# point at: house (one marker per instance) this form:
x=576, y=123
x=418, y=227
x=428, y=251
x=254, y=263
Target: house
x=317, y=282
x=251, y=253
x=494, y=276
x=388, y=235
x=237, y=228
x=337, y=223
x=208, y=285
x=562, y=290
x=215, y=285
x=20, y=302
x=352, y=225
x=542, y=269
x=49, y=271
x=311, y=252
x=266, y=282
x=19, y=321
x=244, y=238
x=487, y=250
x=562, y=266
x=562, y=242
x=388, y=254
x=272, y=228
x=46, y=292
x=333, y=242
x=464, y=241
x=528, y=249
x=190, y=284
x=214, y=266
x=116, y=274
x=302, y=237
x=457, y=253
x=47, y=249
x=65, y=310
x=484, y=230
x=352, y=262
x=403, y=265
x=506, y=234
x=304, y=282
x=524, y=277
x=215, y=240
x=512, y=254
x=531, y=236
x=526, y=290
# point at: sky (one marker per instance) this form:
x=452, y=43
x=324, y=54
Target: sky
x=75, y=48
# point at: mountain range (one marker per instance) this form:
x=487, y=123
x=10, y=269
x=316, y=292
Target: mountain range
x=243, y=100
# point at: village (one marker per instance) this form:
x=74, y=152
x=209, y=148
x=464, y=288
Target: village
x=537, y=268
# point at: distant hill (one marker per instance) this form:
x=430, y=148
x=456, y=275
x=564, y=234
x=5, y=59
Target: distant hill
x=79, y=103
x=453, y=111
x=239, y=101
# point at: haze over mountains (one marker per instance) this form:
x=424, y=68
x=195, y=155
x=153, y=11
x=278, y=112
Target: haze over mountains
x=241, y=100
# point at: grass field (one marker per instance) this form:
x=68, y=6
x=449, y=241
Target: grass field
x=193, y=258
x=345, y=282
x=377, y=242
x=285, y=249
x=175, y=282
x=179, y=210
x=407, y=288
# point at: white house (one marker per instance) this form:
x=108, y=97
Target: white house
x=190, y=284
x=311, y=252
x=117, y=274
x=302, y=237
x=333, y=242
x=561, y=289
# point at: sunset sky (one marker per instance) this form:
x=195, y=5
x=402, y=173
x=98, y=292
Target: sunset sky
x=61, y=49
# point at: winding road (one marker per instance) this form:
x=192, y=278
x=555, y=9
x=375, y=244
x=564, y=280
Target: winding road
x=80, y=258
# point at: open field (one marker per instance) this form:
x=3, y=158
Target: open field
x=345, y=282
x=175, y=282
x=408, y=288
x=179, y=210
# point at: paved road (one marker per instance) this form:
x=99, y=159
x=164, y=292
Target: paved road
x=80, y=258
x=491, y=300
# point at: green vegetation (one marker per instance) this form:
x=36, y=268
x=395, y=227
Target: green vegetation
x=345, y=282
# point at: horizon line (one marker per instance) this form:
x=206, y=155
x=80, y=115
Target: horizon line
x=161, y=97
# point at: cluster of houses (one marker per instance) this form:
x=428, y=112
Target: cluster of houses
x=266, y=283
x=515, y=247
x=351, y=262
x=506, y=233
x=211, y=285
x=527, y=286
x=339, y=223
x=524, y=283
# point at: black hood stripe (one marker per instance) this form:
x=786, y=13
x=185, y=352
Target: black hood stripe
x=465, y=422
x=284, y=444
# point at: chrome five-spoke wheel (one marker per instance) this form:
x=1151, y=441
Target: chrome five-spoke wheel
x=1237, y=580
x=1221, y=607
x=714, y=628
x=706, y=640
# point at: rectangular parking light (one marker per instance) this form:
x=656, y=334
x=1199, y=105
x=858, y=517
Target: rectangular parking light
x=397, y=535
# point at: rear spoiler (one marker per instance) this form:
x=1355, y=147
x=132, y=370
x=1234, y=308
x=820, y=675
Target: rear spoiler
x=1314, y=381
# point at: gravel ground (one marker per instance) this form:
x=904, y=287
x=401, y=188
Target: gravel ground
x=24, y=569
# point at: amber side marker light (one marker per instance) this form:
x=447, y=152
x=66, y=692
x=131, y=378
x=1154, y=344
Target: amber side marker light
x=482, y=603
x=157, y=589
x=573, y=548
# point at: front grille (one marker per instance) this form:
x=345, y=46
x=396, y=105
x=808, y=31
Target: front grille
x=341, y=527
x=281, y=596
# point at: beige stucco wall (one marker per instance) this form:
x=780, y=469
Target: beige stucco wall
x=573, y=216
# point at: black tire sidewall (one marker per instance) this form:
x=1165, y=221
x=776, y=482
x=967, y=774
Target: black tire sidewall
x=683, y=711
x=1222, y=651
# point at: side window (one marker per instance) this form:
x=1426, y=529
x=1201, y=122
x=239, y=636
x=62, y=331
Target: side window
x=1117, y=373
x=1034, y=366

■ Task: Please retype every row above without changing a single character.

■ Reply:
# point at: house (one marker per instance) this form:
x=576, y=123
x=418, y=227
x=428, y=251
x=254, y=263
Target: house
x=317, y=282
x=251, y=253
x=494, y=276
x=388, y=235
x=237, y=228
x=337, y=223
x=208, y=285
x=562, y=290
x=215, y=285
x=20, y=302
x=352, y=225
x=542, y=269
x=49, y=271
x=311, y=252
x=266, y=282
x=19, y=321
x=244, y=238
x=487, y=250
x=562, y=266
x=562, y=242
x=388, y=254
x=272, y=228
x=46, y=292
x=333, y=242
x=464, y=241
x=528, y=249
x=190, y=284
x=214, y=266
x=116, y=274
x=302, y=237
x=457, y=253
x=47, y=249
x=65, y=310
x=484, y=230
x=352, y=262
x=403, y=265
x=506, y=234
x=304, y=282
x=524, y=277
x=215, y=240
x=512, y=254
x=531, y=236
x=526, y=290
# point at: sky (one marker per instance) this form:
x=452, y=43
x=324, y=54
Target: sky
x=75, y=48
# point at: mountain range (one marker per instance) this form:
x=487, y=123
x=10, y=269
x=316, y=292
Target: mountain range
x=243, y=100
# point at: village (one marker per instance) this form:
x=74, y=152
x=209, y=148
x=464, y=288
Target: village
x=537, y=268
# point at: distant hill (one marker per instance) this form:
x=430, y=148
x=456, y=275
x=564, y=234
x=5, y=59
Target: distant hill
x=79, y=103
x=453, y=111
x=239, y=101
# point at: haze over mountains (one marker per instance) this form:
x=424, y=68
x=195, y=155
x=153, y=11
x=278, y=112
Target: haze over mountains
x=241, y=100
# point at: grass field (one marker per instance) this form:
x=68, y=6
x=449, y=241
Target: grass field
x=193, y=258
x=345, y=282
x=377, y=242
x=285, y=249
x=175, y=282
x=179, y=210
x=407, y=288
# point at: white house (one marker per instance) this form:
x=108, y=97
Target: white house
x=190, y=284
x=311, y=252
x=117, y=274
x=302, y=237
x=333, y=242
x=561, y=289
# point at: sunset sky (one marker per instance) this form:
x=195, y=5
x=402, y=173
x=98, y=292
Target: sunset sky
x=61, y=49
# point at: winding road (one marker per instance) this form:
x=192, y=278
x=555, y=9
x=375, y=244
x=564, y=280
Target: winding road
x=80, y=258
# point at: open field (one marker per instance) this form:
x=3, y=158
Target: open field
x=345, y=282
x=175, y=282
x=408, y=288
x=179, y=210
# point at: paved road (one marker per instance) this form:
x=99, y=159
x=164, y=292
Target: paved road
x=80, y=258
x=491, y=300
# point at: green vegetation (one marker per instance) this form:
x=36, y=268
x=395, y=227
Target: green vegetation
x=345, y=282
# point at: horizon line (one marker per instance) this form:
x=206, y=155
x=80, y=115
Target: horizon line
x=161, y=97
# point at: cluster of houses (one marker per instance) this form:
x=428, y=112
Target: cluster of houses
x=266, y=283
x=515, y=247
x=351, y=262
x=506, y=233
x=211, y=285
x=527, y=286
x=339, y=223
x=524, y=283
# point at: black hood stripe (one marker per instance) this form:
x=786, y=13
x=185, y=352
Target: black hood stripe
x=465, y=422
x=284, y=444
# point at: chrome five-spoke wheel (one marker per instance) this form:
x=1151, y=441
Target: chrome five-spoke wheel
x=1237, y=580
x=1221, y=607
x=714, y=628
x=706, y=640
# point at: rectangular parking light (one marker per instance) this form:
x=656, y=334
x=1199, y=105
x=858, y=517
Target: rectangular parking light
x=397, y=535
# point at: rear spoiler (one marker per instance) this form:
x=1355, y=147
x=132, y=370
x=1234, y=308
x=820, y=675
Target: rear spoiler
x=1314, y=381
# point at: gravel ground (one marker per instance) this form:
x=904, y=287
x=401, y=188
Target: gravel ground
x=24, y=569
# point at: amber side marker light (one marker per instance) this form:
x=447, y=152
x=66, y=692
x=131, y=378
x=1154, y=344
Target: amber side marker light
x=482, y=603
x=157, y=589
x=573, y=548
# point at: front grille (one marker per instance) this form:
x=345, y=46
x=396, y=105
x=808, y=31
Target: front grille
x=341, y=527
x=281, y=596
# point at: beige stucco wall (one marker per instance) this form:
x=780, y=469
Target: beige stucco wall
x=573, y=216
# point at: black tire sidewall (one marker per instance) this form:
x=1165, y=221
x=776, y=482
x=967, y=774
Target: black tire sidewall
x=683, y=711
x=1222, y=651
# point at: side window (one marker per instance) this form:
x=1426, y=529
x=1201, y=122
x=239, y=636
x=62, y=331
Target: side window
x=1117, y=373
x=1034, y=366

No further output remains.